Can you reproduce each of the records below word for word, with nothing changed, added, or left out?
--- --- ---
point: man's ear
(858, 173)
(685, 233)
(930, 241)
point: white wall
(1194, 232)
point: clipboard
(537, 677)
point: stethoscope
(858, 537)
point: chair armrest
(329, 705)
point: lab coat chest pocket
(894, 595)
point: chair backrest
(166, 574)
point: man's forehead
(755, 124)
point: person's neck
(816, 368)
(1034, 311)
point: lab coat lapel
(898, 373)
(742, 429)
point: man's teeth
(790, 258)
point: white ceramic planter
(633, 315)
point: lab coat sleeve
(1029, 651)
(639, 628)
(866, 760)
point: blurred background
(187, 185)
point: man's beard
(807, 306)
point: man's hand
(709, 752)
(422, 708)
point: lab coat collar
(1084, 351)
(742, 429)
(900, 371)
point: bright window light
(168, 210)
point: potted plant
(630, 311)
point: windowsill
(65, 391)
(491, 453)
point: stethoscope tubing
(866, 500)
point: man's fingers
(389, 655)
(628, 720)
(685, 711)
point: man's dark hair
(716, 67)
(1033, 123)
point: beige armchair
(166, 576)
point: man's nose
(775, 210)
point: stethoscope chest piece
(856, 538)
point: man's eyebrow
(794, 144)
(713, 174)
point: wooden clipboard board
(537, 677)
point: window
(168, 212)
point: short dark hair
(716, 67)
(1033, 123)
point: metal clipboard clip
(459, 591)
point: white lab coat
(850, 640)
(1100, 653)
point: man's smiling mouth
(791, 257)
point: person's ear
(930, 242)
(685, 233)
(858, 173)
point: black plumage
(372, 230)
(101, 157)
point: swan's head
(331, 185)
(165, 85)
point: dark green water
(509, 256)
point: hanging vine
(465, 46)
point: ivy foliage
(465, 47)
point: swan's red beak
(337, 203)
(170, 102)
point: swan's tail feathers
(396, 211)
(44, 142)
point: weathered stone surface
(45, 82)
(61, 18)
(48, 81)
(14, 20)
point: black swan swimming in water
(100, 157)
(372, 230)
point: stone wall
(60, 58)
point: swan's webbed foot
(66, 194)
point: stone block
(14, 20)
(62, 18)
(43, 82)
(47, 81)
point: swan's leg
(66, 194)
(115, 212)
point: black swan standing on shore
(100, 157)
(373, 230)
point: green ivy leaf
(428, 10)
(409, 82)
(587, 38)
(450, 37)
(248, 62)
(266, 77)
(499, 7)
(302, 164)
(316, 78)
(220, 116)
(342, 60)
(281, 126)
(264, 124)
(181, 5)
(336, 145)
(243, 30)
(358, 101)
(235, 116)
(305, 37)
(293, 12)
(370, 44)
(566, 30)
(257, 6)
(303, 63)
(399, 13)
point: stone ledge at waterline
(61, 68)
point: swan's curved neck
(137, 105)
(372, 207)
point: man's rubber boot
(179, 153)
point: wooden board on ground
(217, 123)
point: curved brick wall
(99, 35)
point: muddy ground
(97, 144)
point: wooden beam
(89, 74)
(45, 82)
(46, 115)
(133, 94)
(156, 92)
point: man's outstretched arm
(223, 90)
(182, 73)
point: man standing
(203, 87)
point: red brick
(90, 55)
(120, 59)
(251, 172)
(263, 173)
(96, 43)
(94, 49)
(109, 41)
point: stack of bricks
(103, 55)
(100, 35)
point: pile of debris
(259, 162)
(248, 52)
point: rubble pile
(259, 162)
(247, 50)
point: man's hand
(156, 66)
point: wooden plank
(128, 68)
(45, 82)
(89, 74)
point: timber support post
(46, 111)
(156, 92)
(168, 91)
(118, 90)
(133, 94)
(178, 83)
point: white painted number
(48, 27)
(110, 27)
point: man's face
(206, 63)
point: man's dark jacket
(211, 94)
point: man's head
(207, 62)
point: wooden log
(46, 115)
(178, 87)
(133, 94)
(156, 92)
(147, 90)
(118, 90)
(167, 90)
--- --- ---
▸ Worked answer
point: man's ear
(858, 173)
(685, 233)
(930, 241)
point: white wall
(1194, 232)
point: clipboard
(537, 677)
point: stethoscope
(858, 537)
point: chair armrest
(329, 705)
point: lab coat chest pocket
(894, 595)
point: chair backrest
(166, 574)
point: man's forehead
(755, 124)
point: person's neck
(816, 368)
(1034, 311)
point: lab coat lapel
(898, 373)
(742, 429)
point: man's teeth
(790, 258)
point: white ceramic planter
(633, 315)
point: lab coat sleeve
(1029, 651)
(639, 628)
(866, 760)
point: blurred background
(187, 185)
point: man's beard
(807, 306)
point: man's hand
(709, 752)
(422, 708)
point: lab coat collar
(1084, 351)
(742, 429)
(900, 371)
point: bright window light
(168, 210)
point: potted plant
(630, 311)
point: windowsill
(65, 391)
(491, 453)
point: stethoscope tubing
(866, 500)
point: man's fingers
(389, 655)
(628, 720)
(685, 711)
point: man's dark hair
(716, 67)
(1033, 123)
point: beige armchair
(166, 576)
point: man's nose
(775, 210)
point: stethoscope chest piece
(856, 538)
point: man's eyebrow
(794, 144)
(713, 174)
point: wooden clipboard board
(537, 677)
point: window
(168, 212)
point: short dark hair
(716, 67)
(1033, 123)
point: metal clipboard clip
(459, 591)
point: white lab coat
(850, 640)
(1100, 653)
point: man's smiling mouth
(791, 257)
point: person's ear
(930, 242)
(685, 233)
(858, 173)
point: black plumage
(372, 230)
(101, 157)
point: swan's head
(331, 185)
(165, 85)
point: dark green water
(509, 256)
point: hanging vine
(465, 46)
point: ivy foliage
(465, 47)
point: swan's red beak
(337, 203)
(170, 102)
point: swan's tail feathers
(396, 211)
(44, 142)
point: weathered stone surface
(45, 82)
(61, 18)
(48, 81)
(14, 20)
point: black swan swimming in water
(100, 157)
(372, 230)
point: stone wall
(60, 58)
point: swan's webbed foot
(66, 194)
point: stone block
(14, 20)
(62, 18)
(43, 82)
(47, 81)
point: swan's leg
(66, 194)
(115, 212)
point: black swan standing on shore
(100, 157)
(373, 230)
point: green ivy leaf
(428, 10)
(409, 82)
(587, 38)
(450, 37)
(248, 62)
(266, 77)
(499, 7)
(302, 164)
(316, 78)
(220, 116)
(342, 60)
(281, 126)
(264, 124)
(181, 5)
(336, 145)
(243, 30)
(358, 101)
(235, 116)
(305, 37)
(293, 12)
(370, 44)
(566, 30)
(257, 6)
(303, 63)
(399, 13)
point: stone ledge at waterline
(61, 68)
point: swan's curved neck
(137, 105)
(372, 207)
point: man's rubber boot
(179, 153)
point: wooden board on ground
(217, 123)
point: curved brick wall
(99, 35)
point: muddy ground
(97, 144)
point: wooden beam
(89, 74)
(45, 82)
(46, 115)
(133, 94)
(156, 92)
point: man's outstretched arm
(223, 90)
(182, 73)
point: man standing
(203, 87)
point: red brick
(90, 55)
(120, 59)
(251, 172)
(263, 173)
(96, 43)
(94, 49)
(109, 41)
point: stack of bricks
(103, 55)
(100, 35)
point: pile of debris
(259, 162)
(248, 52)
point: rubble pile
(259, 162)
(247, 50)
point: man's hand
(156, 66)
point: wooden plank
(128, 68)
(45, 82)
(89, 74)
point: timber support post
(46, 111)
(156, 92)
(168, 91)
(118, 90)
(133, 94)
(178, 83)
point: white painted number
(48, 27)
(110, 27)
point: man's face
(206, 63)
point: man's dark jacket
(211, 94)
point: man's head
(207, 62)
point: wooden log
(46, 115)
(178, 87)
(133, 94)
(156, 92)
(147, 90)
(118, 90)
(167, 90)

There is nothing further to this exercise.